● **What this task involves**
Reproduce the records below line for line, changing nothing.

● **Record extracts**
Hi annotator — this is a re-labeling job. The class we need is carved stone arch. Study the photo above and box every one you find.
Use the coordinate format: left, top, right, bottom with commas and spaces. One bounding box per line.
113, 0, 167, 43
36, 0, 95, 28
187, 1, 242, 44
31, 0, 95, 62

● **Expected output**
Hi annotator — this is a re-labeling job. The class we need is carved stone arch. Study the photo above and box every one you find.
Use the coordinate format: left, top, right, bottom with commas and spaces. One bounding box per line.
113, 0, 167, 43
36, 0, 95, 28
187, 1, 242, 44
31, 0, 95, 62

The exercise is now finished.